Excerpt provided -

..........

-2

I'm trying to understand the third argument in the remove_if() algorithm. According to the description it should be removed if the function returns true. However the function does not return a bool. What syntax is [](char c)?

Does remove_if() actually remove the element? If so why would you call erase() afterwards. 

std::string S("AA BB-4499--5");
auto newEnd = std::remove_if(S.begin(), S.end(), [](char c){return c == ' ' || c == '-';});
S.erase(newEnd, S.end());
Cory Kramer
  • 114,268
  • 16
  • 167
  • 218
samsung gather
  • 583
  • 1
  • 4
  • 8
  • 5
    "However the function does not return a bool." Actually, it does. – tkausl Mar 30 '18 at 13:12
  • The code you showed is an example of the [erase remove idiom](https://stackoverflow.com/questions/347441/erasing-elements-from-a-vector) – Cory Kramer Mar 30 '18 at 13:13
  • 2
    Forget cplusplus dot com: it's bad and obsolete. Go and see cppreference.com. That's where the good stuff is. – YSC Mar 30 '18 at 13:25

2 Answers2

2

What syntax is [](char c)?

It is lambda syntax in C++11 and later.

In this case, it is used as a predicate which remove_if calls to decide which elements to remove.

Does remove_if() actually remove the element?

No, it just moves the "removed" elements to the end of the string, and then returns an iterator to the first "removed" element. The subsequent erase() actually removes the elements from the string. This is called the erase-remove idiom.

..........

Collected data entries -
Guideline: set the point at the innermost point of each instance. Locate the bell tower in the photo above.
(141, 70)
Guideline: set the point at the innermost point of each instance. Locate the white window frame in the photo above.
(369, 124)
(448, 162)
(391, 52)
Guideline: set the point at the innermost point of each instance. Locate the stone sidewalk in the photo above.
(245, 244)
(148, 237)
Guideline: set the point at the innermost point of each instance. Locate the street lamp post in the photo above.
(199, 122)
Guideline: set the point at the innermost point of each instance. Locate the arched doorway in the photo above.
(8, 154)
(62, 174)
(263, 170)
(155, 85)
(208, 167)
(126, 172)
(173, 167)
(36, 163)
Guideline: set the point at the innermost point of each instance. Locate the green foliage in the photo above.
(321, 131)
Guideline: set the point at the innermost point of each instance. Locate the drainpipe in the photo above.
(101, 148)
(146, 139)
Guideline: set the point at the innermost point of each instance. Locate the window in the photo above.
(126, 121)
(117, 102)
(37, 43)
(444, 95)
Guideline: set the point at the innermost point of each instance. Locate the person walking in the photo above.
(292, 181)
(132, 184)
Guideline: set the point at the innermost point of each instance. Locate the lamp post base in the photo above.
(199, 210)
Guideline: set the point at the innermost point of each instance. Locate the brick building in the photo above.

..........

Required actions -
1 - Quote the part of the remove_if() thread that begins with the words containing "No, it just" and ends with "the erase-remove idiom.".
2 - Print the lines of the records from the line containing "base in the photo above." through the end of the records.
The thread and the records have no connection to each other.

Responses per task -
1 -
No, it just moves the "removed" elements to the end of the string, and then returns an iterator to the first "removed" element. The subsequent erase() actually removes the elements from the string. This is called the erase-remove idiom.

2 -
Guideline: set the point at the innermost point of each instance. Locate the lamp post base in the photo above.
(199, 210)
Guideline: set the point at the innermost point of each instance. Locate the brick building in the photo above.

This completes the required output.